_TASK DETAILS:_ Report how many lines in the records below contain the word "driveway", giving only the number.

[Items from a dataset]
┄┄┄┄┄┄┄┄┄┄┄┄┄┄┄┄┄┄┄┄

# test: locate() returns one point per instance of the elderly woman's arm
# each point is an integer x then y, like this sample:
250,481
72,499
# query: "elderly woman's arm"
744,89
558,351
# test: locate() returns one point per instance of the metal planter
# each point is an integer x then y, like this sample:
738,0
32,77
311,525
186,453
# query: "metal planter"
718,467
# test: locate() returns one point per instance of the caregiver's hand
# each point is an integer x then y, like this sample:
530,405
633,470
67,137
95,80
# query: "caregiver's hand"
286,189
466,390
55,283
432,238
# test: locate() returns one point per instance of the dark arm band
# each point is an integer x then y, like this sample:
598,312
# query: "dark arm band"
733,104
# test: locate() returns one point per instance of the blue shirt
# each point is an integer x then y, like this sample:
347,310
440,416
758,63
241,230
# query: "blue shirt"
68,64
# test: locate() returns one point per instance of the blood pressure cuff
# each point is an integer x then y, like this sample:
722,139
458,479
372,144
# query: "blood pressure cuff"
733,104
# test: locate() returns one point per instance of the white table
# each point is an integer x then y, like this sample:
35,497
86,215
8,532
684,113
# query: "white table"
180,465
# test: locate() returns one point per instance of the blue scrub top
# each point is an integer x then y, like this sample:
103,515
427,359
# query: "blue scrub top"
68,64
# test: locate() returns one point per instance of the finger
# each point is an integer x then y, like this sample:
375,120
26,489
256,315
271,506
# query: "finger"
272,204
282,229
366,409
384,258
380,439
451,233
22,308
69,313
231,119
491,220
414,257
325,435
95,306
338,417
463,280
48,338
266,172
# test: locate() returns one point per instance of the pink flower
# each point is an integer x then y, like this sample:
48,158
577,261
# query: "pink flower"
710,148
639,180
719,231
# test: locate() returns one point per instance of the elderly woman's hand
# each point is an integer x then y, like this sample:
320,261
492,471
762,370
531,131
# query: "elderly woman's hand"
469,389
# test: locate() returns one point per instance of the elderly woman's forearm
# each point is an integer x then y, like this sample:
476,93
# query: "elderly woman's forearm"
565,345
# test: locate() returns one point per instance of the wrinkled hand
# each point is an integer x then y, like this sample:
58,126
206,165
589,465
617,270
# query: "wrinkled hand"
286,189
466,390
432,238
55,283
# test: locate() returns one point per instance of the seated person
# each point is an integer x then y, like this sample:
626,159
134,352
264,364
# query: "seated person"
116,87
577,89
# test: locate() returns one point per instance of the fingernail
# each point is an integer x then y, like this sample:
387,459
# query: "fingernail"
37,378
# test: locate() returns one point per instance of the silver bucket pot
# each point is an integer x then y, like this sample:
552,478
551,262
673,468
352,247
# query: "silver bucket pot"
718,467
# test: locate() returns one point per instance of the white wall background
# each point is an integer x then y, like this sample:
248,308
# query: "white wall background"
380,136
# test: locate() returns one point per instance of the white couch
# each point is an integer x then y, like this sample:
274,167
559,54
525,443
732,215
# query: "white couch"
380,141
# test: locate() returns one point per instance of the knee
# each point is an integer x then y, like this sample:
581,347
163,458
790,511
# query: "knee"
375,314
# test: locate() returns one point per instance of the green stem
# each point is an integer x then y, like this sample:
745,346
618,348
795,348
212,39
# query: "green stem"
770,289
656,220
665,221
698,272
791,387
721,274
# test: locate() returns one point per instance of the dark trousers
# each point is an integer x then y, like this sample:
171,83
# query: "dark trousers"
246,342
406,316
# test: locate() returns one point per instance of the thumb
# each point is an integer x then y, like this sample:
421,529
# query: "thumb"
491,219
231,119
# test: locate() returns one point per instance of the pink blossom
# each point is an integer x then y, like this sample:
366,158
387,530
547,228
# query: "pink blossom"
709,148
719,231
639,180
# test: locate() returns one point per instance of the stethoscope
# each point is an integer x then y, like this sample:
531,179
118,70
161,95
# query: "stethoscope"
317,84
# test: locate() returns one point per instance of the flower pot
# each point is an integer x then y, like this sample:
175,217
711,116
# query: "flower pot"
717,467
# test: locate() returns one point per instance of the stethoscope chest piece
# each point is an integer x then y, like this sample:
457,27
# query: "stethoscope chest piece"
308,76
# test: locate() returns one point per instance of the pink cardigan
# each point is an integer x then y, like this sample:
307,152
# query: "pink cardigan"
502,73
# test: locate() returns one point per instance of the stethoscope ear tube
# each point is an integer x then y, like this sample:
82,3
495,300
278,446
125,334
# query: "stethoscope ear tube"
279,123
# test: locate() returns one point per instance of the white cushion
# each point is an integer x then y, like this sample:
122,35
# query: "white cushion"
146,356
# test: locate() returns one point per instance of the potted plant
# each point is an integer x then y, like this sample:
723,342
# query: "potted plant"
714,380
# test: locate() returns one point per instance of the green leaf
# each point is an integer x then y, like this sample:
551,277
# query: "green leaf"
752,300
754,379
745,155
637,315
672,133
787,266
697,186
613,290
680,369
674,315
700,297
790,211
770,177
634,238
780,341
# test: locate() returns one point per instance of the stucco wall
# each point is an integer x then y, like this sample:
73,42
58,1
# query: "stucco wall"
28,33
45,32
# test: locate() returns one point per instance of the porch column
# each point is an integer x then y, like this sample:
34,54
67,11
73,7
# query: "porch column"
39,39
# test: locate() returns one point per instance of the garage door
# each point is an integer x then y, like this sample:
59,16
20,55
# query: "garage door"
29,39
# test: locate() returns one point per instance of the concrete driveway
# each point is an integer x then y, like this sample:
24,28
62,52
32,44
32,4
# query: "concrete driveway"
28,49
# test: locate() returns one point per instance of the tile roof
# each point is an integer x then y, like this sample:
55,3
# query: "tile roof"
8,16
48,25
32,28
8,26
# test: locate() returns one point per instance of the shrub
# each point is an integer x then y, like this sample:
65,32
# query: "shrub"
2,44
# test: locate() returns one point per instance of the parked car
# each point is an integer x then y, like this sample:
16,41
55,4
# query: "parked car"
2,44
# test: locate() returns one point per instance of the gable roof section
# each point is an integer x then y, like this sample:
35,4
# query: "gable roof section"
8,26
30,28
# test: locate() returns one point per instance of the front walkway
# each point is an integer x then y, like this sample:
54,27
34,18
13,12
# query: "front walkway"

┄┄┄┄┄┄┄┄┄┄┄┄┄┄┄┄┄┄┄┄

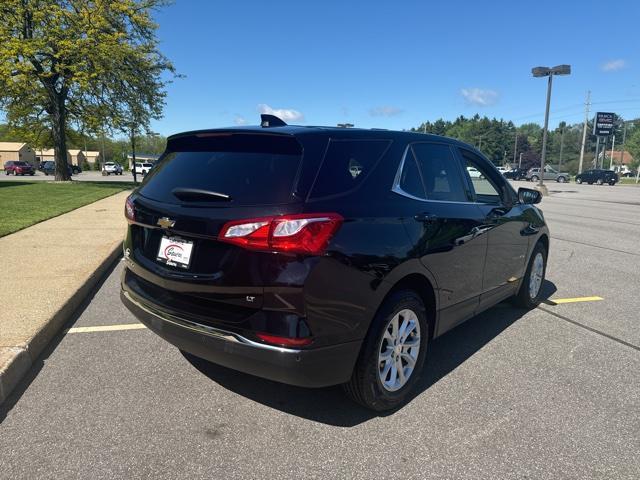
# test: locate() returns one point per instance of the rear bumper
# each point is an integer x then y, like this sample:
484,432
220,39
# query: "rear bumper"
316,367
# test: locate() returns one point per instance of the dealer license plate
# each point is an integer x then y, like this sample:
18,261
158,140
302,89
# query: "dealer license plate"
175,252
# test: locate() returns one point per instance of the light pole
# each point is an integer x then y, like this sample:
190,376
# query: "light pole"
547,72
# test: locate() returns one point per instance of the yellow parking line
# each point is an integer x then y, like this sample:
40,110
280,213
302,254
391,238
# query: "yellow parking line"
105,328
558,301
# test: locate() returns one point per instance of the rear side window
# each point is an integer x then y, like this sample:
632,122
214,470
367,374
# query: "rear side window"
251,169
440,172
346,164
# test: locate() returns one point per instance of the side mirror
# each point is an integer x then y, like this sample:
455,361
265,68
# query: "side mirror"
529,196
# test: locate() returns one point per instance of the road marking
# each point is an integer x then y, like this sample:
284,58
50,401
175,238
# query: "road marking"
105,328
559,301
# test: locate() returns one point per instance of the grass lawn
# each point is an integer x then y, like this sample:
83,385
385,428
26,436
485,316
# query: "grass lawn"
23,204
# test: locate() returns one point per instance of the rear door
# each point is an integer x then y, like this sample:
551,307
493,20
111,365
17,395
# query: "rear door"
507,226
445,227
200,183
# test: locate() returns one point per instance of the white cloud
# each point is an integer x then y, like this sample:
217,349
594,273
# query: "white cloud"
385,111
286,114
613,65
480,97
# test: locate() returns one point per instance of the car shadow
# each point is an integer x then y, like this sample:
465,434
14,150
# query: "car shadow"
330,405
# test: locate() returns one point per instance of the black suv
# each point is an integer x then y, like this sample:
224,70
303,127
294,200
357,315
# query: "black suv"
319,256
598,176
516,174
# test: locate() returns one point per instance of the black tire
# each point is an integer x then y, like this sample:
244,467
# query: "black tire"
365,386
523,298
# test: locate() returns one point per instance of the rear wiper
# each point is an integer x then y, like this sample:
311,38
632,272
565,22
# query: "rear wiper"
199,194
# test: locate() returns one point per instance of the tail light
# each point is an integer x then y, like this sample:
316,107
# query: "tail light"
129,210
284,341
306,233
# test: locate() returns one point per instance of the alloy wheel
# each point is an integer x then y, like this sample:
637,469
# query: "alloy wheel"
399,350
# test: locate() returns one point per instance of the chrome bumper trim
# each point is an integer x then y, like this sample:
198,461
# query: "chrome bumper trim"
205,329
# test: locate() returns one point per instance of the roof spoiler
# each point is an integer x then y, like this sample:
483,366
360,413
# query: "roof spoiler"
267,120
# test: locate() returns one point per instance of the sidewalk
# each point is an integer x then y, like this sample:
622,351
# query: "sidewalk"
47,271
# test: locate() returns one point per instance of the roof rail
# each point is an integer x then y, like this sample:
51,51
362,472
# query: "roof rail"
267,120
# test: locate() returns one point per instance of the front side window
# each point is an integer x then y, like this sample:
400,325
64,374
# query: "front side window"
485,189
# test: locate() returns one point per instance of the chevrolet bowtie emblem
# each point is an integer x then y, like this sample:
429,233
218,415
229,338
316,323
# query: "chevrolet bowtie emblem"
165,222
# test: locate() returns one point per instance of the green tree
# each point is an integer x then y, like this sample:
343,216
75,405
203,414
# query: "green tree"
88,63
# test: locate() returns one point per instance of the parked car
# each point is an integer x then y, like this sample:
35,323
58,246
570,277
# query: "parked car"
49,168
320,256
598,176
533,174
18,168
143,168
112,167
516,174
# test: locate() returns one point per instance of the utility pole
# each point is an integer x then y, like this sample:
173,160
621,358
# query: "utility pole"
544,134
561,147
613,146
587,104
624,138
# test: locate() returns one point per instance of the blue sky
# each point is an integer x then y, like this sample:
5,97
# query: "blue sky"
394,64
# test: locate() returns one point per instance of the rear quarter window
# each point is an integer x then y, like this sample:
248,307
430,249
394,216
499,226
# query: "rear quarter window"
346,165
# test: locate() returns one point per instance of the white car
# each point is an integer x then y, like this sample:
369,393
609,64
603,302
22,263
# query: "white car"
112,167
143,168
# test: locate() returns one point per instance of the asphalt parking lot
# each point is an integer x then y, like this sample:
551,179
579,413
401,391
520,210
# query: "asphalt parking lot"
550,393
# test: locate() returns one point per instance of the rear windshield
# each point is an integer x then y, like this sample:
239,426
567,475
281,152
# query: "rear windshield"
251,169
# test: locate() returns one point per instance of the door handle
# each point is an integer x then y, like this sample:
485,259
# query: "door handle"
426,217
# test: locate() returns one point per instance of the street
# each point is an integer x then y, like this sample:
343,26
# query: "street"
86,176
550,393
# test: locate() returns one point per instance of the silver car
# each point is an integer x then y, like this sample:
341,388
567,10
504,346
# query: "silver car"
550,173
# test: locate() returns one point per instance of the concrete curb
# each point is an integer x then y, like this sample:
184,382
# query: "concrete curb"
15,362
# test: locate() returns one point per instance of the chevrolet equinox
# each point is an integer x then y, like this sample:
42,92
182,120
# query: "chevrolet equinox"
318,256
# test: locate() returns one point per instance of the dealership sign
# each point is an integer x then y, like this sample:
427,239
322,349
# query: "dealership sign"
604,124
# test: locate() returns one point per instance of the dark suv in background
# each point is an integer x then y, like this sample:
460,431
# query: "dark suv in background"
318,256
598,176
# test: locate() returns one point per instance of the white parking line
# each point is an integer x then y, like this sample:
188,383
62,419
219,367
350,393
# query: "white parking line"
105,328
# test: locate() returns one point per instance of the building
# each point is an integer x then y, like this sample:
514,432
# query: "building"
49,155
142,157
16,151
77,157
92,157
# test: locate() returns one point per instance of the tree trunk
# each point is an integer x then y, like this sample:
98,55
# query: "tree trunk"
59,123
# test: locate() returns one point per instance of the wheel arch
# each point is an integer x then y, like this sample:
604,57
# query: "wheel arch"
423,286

┄┄┄┄┄┄┄┄┄┄┄┄┄┄┄┄┄┄┄┄

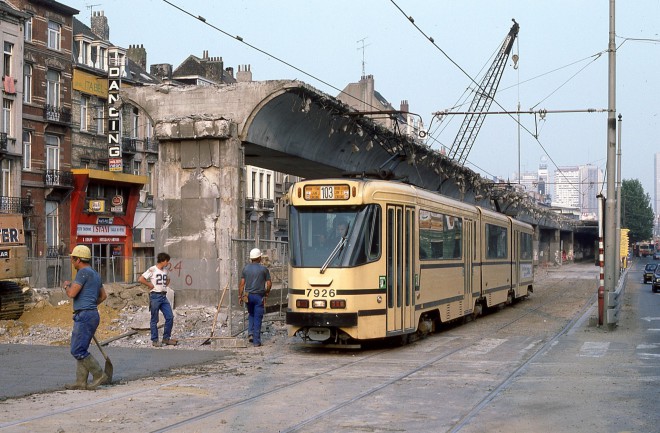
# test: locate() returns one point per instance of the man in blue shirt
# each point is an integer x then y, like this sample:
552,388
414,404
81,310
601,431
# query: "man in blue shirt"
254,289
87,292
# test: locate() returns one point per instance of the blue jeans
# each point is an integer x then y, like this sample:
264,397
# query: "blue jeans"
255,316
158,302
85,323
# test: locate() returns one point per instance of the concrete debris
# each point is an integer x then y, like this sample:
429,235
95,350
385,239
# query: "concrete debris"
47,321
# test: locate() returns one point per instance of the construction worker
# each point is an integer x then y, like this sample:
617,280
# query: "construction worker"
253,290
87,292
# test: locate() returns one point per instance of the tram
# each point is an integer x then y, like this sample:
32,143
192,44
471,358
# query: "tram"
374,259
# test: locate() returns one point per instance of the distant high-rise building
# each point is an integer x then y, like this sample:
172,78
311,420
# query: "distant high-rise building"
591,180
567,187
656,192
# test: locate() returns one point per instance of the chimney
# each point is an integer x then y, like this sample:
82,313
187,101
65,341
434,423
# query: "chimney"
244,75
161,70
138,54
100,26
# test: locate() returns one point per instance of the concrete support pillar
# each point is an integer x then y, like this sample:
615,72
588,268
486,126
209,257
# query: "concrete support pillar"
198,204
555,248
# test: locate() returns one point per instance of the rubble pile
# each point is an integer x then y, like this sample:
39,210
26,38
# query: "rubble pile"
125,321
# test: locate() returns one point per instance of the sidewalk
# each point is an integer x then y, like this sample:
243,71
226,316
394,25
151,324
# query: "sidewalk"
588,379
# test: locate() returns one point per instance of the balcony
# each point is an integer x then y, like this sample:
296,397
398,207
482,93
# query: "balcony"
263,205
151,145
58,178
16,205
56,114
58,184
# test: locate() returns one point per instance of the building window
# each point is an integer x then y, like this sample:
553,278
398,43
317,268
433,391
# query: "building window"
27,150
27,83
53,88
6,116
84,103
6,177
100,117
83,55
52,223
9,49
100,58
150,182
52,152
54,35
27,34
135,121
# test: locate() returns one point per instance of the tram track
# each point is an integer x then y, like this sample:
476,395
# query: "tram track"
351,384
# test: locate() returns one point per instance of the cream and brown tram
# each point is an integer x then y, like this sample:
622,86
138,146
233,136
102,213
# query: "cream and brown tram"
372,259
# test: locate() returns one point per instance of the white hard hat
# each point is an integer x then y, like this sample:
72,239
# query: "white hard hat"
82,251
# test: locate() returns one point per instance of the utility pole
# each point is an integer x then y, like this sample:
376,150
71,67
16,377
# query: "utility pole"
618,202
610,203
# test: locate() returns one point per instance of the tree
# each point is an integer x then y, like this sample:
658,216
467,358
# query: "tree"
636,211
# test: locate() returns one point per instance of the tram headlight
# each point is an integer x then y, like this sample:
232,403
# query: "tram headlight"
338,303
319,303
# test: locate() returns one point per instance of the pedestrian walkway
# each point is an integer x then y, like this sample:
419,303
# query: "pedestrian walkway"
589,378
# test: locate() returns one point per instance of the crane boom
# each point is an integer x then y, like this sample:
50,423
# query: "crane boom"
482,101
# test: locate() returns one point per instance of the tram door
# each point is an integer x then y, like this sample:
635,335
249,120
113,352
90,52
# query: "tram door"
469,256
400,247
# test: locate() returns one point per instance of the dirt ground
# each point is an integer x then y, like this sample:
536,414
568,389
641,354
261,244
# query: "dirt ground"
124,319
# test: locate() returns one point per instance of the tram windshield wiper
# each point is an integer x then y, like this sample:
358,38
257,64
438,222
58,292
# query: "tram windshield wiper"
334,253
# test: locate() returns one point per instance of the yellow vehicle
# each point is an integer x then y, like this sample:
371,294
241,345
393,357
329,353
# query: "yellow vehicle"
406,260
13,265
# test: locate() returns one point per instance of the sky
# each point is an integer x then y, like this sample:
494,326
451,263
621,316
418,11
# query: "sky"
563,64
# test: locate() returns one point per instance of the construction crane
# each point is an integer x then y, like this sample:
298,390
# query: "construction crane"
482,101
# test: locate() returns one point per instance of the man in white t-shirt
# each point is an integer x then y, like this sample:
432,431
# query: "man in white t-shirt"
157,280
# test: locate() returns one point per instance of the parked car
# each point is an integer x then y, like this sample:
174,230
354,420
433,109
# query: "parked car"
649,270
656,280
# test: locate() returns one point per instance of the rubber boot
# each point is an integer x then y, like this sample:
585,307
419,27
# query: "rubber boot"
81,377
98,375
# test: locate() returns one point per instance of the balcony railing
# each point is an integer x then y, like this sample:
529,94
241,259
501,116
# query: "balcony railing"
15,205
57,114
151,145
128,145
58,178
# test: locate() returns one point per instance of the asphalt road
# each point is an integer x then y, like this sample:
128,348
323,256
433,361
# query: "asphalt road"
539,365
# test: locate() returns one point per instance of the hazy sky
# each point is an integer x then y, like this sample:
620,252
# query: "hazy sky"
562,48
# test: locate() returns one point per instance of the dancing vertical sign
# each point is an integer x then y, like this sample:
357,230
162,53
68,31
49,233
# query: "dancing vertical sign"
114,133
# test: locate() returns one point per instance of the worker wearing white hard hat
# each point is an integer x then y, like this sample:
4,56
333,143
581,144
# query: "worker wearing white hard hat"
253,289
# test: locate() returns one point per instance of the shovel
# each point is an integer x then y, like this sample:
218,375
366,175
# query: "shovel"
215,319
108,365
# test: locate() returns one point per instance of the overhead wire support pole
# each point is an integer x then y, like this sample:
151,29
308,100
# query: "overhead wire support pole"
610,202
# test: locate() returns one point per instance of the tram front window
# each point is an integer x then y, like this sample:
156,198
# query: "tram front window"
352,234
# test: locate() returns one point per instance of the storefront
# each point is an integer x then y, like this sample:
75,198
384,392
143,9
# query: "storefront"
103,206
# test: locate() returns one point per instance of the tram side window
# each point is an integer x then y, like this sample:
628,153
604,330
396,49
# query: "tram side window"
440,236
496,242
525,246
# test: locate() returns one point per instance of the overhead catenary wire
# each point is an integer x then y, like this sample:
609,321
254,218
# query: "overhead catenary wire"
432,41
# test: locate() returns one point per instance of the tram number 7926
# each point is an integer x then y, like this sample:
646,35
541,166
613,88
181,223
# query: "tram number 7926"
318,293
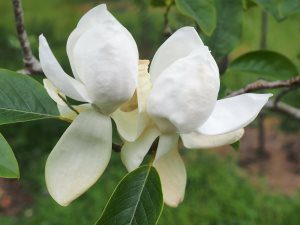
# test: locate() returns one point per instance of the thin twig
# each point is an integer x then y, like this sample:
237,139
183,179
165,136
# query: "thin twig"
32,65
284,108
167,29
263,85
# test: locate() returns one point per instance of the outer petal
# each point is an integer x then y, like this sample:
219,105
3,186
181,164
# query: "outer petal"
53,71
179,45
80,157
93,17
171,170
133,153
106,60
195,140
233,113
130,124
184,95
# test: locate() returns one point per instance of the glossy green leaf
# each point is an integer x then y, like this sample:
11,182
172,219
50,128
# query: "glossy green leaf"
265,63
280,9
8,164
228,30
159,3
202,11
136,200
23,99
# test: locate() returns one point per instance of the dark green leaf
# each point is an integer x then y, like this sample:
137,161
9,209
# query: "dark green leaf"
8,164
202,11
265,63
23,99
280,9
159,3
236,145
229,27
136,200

┄┄┄┄┄┄┄┄┄┄┄┄┄┄┄┄┄┄┄┄

_TASK OUTPUT:_ 2